* _Instructions to follow_:
Report how many lines in the items below contain the word "fish", and give only that number.

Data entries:
-----

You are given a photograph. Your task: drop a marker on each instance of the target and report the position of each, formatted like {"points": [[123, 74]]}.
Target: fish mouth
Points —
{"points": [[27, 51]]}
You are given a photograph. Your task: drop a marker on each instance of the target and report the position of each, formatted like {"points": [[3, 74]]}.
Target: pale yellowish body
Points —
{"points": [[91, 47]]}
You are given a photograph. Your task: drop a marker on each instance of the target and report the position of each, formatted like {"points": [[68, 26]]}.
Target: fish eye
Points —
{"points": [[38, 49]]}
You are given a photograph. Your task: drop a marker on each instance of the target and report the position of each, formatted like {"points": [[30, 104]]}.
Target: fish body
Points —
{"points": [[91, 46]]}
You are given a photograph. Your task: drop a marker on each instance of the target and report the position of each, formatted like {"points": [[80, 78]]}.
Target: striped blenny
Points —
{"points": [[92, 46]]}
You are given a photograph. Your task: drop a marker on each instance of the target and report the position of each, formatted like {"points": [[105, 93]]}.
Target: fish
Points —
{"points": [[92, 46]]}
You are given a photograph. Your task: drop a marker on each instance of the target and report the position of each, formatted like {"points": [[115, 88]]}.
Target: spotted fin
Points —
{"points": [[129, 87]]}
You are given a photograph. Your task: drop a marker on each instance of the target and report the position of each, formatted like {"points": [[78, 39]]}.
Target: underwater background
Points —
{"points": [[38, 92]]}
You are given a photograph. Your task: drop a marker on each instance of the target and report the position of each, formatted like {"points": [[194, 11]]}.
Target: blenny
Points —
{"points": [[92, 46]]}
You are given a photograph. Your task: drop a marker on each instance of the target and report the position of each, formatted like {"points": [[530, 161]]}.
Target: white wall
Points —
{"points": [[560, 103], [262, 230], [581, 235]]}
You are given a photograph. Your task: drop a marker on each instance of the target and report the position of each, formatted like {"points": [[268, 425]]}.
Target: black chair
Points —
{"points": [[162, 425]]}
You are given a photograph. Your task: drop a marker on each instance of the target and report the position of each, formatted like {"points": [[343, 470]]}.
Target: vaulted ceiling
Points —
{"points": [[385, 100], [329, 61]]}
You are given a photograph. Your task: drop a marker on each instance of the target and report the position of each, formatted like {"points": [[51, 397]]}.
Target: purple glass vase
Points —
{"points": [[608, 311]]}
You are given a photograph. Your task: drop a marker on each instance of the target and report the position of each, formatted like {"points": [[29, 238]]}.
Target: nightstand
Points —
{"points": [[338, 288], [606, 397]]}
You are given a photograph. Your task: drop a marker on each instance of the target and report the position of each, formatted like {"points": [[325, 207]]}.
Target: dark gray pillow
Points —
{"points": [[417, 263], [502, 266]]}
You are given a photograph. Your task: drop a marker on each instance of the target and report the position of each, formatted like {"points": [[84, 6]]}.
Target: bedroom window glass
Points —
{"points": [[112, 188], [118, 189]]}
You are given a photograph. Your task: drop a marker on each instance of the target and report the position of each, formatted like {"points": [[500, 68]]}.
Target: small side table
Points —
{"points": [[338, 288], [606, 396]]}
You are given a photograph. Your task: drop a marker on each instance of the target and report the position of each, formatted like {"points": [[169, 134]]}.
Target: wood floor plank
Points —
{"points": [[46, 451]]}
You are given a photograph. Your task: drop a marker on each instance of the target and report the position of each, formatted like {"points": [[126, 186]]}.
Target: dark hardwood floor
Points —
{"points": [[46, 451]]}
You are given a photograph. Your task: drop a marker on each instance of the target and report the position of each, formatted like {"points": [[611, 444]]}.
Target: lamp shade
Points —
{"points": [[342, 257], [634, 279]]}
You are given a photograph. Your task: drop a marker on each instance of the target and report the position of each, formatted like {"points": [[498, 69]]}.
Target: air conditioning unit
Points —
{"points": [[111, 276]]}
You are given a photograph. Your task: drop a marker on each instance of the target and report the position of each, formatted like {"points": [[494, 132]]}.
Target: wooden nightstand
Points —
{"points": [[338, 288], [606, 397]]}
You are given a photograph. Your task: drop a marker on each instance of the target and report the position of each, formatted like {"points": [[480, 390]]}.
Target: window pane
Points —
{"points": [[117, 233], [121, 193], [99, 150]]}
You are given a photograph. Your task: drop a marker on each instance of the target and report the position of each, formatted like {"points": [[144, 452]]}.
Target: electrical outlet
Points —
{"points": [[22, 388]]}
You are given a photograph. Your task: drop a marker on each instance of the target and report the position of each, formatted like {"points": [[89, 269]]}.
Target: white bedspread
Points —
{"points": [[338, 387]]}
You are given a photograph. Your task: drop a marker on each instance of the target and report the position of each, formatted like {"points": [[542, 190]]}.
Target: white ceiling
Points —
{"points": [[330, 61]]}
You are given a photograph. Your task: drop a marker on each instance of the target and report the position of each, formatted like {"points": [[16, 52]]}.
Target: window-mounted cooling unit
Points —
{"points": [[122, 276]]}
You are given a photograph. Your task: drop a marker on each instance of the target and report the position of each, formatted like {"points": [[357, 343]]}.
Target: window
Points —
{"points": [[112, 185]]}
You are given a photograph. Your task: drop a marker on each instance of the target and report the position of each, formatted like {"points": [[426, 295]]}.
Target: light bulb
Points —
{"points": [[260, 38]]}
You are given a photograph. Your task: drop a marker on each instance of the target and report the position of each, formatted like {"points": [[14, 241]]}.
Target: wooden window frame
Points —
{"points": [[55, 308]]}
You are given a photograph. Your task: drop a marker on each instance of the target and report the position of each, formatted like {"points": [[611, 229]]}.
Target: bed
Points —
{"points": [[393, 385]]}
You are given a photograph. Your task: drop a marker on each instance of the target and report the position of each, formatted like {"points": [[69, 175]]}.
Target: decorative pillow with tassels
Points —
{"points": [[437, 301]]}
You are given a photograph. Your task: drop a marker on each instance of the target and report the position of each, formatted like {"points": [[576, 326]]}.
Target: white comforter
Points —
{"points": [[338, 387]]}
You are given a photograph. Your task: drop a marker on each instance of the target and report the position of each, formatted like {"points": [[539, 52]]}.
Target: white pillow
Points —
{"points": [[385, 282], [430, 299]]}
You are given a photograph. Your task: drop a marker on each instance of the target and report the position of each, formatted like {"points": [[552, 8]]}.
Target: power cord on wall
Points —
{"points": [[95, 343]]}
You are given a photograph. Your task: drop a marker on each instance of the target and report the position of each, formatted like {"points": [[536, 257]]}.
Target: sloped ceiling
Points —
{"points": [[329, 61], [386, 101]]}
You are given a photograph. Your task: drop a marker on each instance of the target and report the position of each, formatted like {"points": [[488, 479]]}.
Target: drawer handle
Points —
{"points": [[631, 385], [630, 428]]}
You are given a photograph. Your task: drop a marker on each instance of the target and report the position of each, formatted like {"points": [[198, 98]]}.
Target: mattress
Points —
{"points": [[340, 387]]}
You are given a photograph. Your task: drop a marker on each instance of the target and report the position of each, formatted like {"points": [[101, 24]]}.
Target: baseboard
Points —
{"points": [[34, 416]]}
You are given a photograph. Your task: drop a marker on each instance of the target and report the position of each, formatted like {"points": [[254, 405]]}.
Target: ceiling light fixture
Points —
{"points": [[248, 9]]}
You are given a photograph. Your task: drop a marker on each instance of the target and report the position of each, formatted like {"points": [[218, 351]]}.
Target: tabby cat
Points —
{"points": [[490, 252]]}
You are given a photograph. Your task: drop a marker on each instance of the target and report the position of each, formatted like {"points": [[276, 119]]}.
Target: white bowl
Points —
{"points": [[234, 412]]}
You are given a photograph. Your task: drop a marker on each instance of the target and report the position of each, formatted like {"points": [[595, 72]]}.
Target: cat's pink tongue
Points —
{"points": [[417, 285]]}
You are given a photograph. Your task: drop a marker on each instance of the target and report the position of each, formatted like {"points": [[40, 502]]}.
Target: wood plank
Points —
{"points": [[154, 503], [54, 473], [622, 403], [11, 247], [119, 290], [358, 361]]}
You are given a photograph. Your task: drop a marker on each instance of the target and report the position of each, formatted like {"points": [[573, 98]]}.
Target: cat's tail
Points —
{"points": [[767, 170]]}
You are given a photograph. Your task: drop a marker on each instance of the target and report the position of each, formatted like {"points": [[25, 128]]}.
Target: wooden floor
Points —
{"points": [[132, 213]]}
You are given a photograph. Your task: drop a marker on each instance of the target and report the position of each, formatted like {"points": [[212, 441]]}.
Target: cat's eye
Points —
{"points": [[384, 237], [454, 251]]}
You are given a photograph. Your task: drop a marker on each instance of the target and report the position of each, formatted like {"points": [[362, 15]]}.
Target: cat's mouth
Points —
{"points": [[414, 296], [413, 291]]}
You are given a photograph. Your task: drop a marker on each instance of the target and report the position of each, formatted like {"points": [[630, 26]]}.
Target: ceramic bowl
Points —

-----

* _Task answer_:
4